#### TRECHO EXIBIDO

A notícia de que a Argentina criou o "dólar Coldplay" e o "dólar Catar" ganhou destaque na internet e atraiu a atenção dos brasileiros. A adoção de cotações mais elevadas para a moeda americana para atividades não essenciais é uma tentativa do governo argentino de controlar o acesso à divisa em meio à escassez de dólares no país.

A medida veio em um momento em que as expectativas em relação à economia argentina voltam, mais uma vez, a se deteriorar - menos de três meses após o político Sergio Massa chegar ao Ministério da Economia. Massa assumiu como ministro no fim de julho, após a demissão da ex-ministra Silvina Batakis, que, 24 dias antes, havia substituído o ex-ministro Martín Guzmán.

"(Em julho), a Argentina estava à beira do precipício. Com Massa, foi como se nos afastássemos uns três passos desse precipício", diz o economista argentino Andrés Borenstein, da consultoria EconViews.

Desde que passou a liderar a pasta, o político fez um reperfilamento da dívida em pesos, adiando datas de vencimento. Isso garantiu acesso a novos financiamentos internos, apesar de eles virem com taxas de juros mais altas.

"Ele conseguiu atenuar a crise cambial e financeira. O governo estava quase sem acesso ao mercado (financeiro). Massa adotou micro medidas fiscais e conseguiu um pouco de financiamento em dólares e pesos. O risco não desapareceu, mas a expectativa melhorou um pouco - ainda que tenha voltado a piorar recentemente", acrescenta o economista Dante Sica, sócio da consultoria Abeceb e ministro da Produção do governo Mauricio Macri.

Massa congelou parte dos gastos e anunciou um aumento nas tarifas de luz e gás (que hoje contam com subsídios governamentais), na tentativa de ajustar as contas públicas. Parte dessa alta nas tarifas, no entanto, foi recentemente postergada.

Em setembro, o ministro criou o "dólar soja". Como os agricultores estavam retendo a produção enquanto esperavam uma desvalorização do peso, o governo estabeleceu que o dólar negociado na exportação de soja valeria 30% a mais. Assim, estimulou exportação e, consequentemente, a entrada de dólares no país, aumentando as reservas do Banco Central.

A falta de reservas é um dos grandes entraves do país. Sem acesso a crédito no mercado internacional por causa dos vários calotes e da desconfiança dos investidores, a Argentina não consegue acumular divisas.

Antes de Massa assumir, as reservas líquidas eram praticamente nulas. Hoje, após a criação do "dólar soja" e depois de um empréstimo do Banco Interamericano de Desenvolvimento (BID), elas se aproximam de US$ 5 bilhões, segundo cálculos de especialistas. Ainda é um nível bastante baixo, avalia o economista Guido Lorenzo, da consultoria argentina LCG, mas ao menos é um patamar suficiente para manter as importações necessárias para a economia funcionar.

########
#### CONTEÚDO DOS DADOS

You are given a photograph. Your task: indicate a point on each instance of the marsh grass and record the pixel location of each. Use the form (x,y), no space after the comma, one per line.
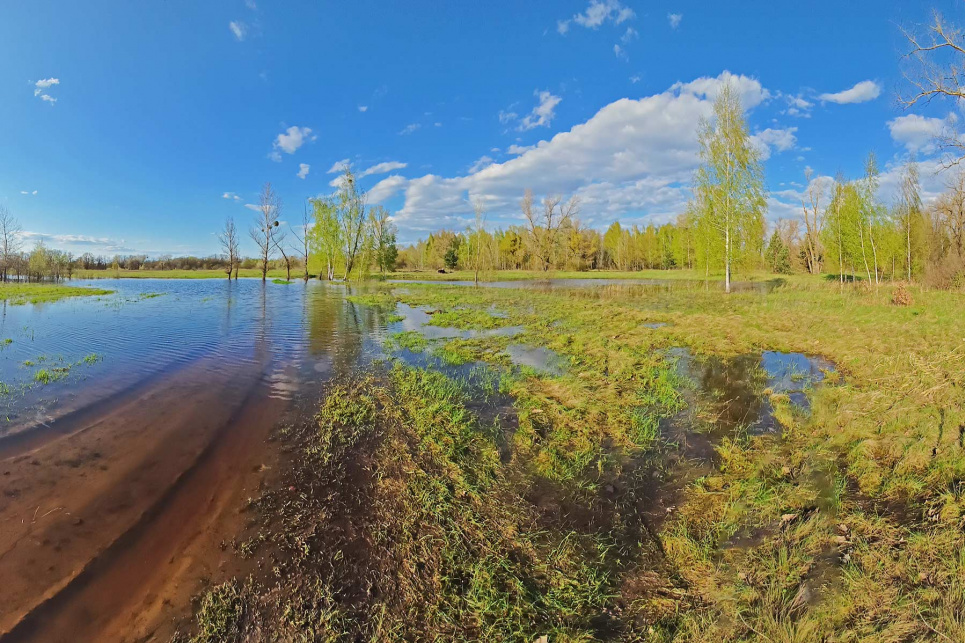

########

_TAREFAS_.
1. No texto sobre a economia argentina, quanto a mais passou a valer o dólar negociado na exportação de soja com a criação do "dólar soja"?
2. Reproduza o trecho do texto sobre a economia argentina entre "A medida veio" e "juros mais altas.", inclusive.
3. Dê continuidade ao texto sobre a economia argentina a partir do ponto em que ele termina.

_RESPOSTAS DADAS_.
1. Passou a valer 30% a mais.

2.
A medida veio em um momento em que as expectativas em relação à economia argentina voltam, mais uma vez, a se deteriorar - menos de três meses após o político Sergio Massa chegar ao Ministério da Economia. Massa assumiu como ministro no fim de julho, após a demissão da ex-ministra Silvina Batakis, que, 24 dias antes, havia substituído o ex-ministro Martín Guzmán.

"(Em julho), a Argentina estava à beira do precipício. Com Massa, foi como se nos afastássemos uns três passos desse precipício", diz o economista argentino Andrés Borenstein, da consultoria EconViews.

Desde que passou a liderar a pasta, o político fez um reperfilamento da dívida em pesos, adiando datas de vencimento. Isso garantiu acesso a novos financiamentos internos, apesar de eles virem com taxas de juros mais altas.

3.
Também por conta do problema do baixo nível de reservas, surgiram o "dólar Catar" e o "dólar Coldplay". Mais caros que o "dólar padrão", eles dificultam o acesso da população ao câmbio, numa tentativa do governo de manter dólares para pagar, por exemplo, a importação de energia.

Para os analistas, o plano econômico de Massa era basicamente lançar mão de medidas que evitassem a hiperinflação e o calote. Na visão de Borenstein, era um plano para fazer o país sobreviver até as eleições presidenciais, marcadas para o último trimestre de 2023.

O problema agora é que a expectativa de que Massa teria apoio da vice-presidente Cristina Kirchner foi diluída. Em agosto, quando o país estava à beira do caos, Cristina deu carta branca para o ministro. Agora, com a situação um pouco menos descontrolada, ela voltou a trabalhar como se fosse da oposição e a criticar publicamente a inflação, explica Borenstein.

Inflação de 83%

Nos últimos 12 meses até setembro, a inflação na Argentina teve alta de 83%. No acumulado do ano, chega a 66%. O país costuma emitir moeda para bancar seu déficit fiscal, o que gera inflação. Neste mês, Cristina pediu uma intervenção do governo "mais precisa" para controlar os preços, porque as empresas de alimentos "aumentaram muito suas margens de rentabilidade".

O país já adota, há quase dez anos, o programa "Preços Cuidados", em que o valor de produtos tidos como essenciais é reajustado pelo governo após negociação com associações de supermercados. Agora, a discussão no país gira em torno da impressão dos preços nos rótulos das embalagens, para garantir que os varejistas não cobrem mais que o valor fixado pelo programa.

"Havia uma expectativa de que o novo ministro teria mais apoio de Cristina. Isso foi se perdendo recentemente. A ausência de medidas mais consistentes, que pudessem melhorar as expectativas de médio prazo, também prejudicou", acrescenta Borenstein.

Para o economista Livio Ribeiro, especialista em economia internacional do Instituto Brasileiro de Economia da Fundação Getúlio Vargas (FGV/Ibre), a adoção de medidas mais concretas e de um plano de estabilização na Argentina será algo difícil de se fazer enquanto o ambiente político for instável. "Por enquanto, não há plano de reorganização econômica. A ideia é sempre ganhar tempo. Mas o país está nesse ciclo há 25 anos, com pequenos interlúdios."

Os economistas convergem na ideia de que não é possível implementar um plano de estabilização agora, dado que ele não teria credibilidade, com as divisões que há no próprio governo. O presidente Alberto Fernández está desacreditado há meses - seu nome para o Ministério da Economia (Guzmán) caiu em julho com a ajuda de Cristina Kirchner. Diante desse cenário, Massa vai empurrando a economia "com a barriga", como diz Sica, da Abeceb.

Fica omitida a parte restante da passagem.